§ **本文**
((

説明

車両のカウルボックス構造

【課題】 入力荷重の効率的な吸収と音振性能の確保との両立を図ることができる車両のカウルボックス構造を提供する。
【解決手段】 車幅方向に沿って延設されたダッシュアッパ3と、該ダッシュアッパ3の上部に配設されたカウルトップ7とを備え、該カウルトップ7の上面33でフロントウィンドウ29の下端部29aを支持する車両のカウルボックス構造であって、前記カウルトップ7の前端部31とダッシュアッパ3との間に支持ブラケット5を介設し、該支持ブラケット5の上部側を、所定値以上の荷重が入力されたときに変形して入力荷重を吸収するエネルギー吸収部35に構成する一方、前記支持ブラケット5の下部側を、上部側よりも剛性の高い剛性保持部49に構成している。

【発明の詳細な説明】
【技術分野】
【0001】
本発明は、車両のカウルボックス構造に関し、更に詳しくは、入力荷重の効率的な吸収と音振性能の確保との両立を図ることができる車両のカウルボックス構造に関する。

))

§ **資料の内容**

((

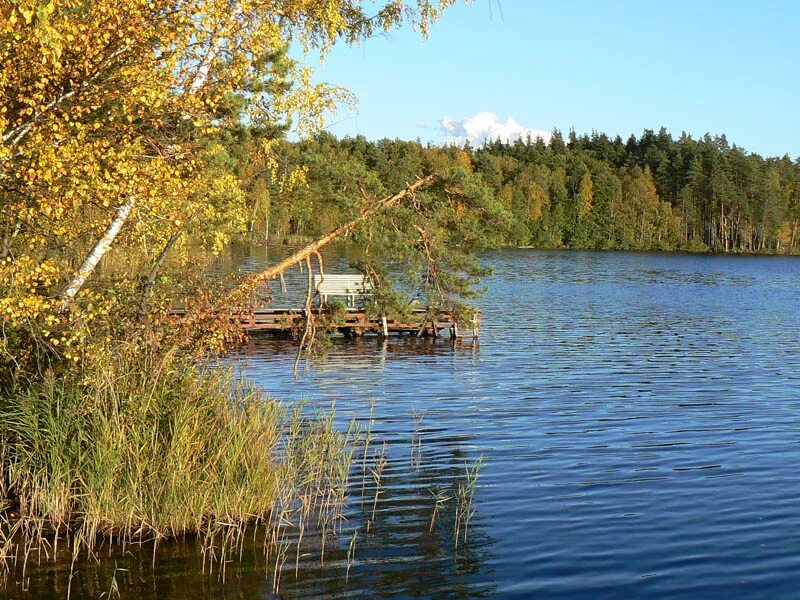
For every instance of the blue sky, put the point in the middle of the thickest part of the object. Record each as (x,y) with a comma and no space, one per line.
(617,67)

))

§ **課題の目的**
カウルボックス構造の本文をもとに、次の問いに答えてください。
(a) カウルトップの上面は何を支えていますか。
(b) 支持ブラケットの下部側は何として作られていますか。
(c) 本発明は何に関するものだと書かれていますか。
資料は本文と関係ありません。

§ **課題の答え**
(a) フロントウィンドウの下端部
(b) 上部側よりも剛性の高い剛性保持部
(c) 車両のカウルボックス構造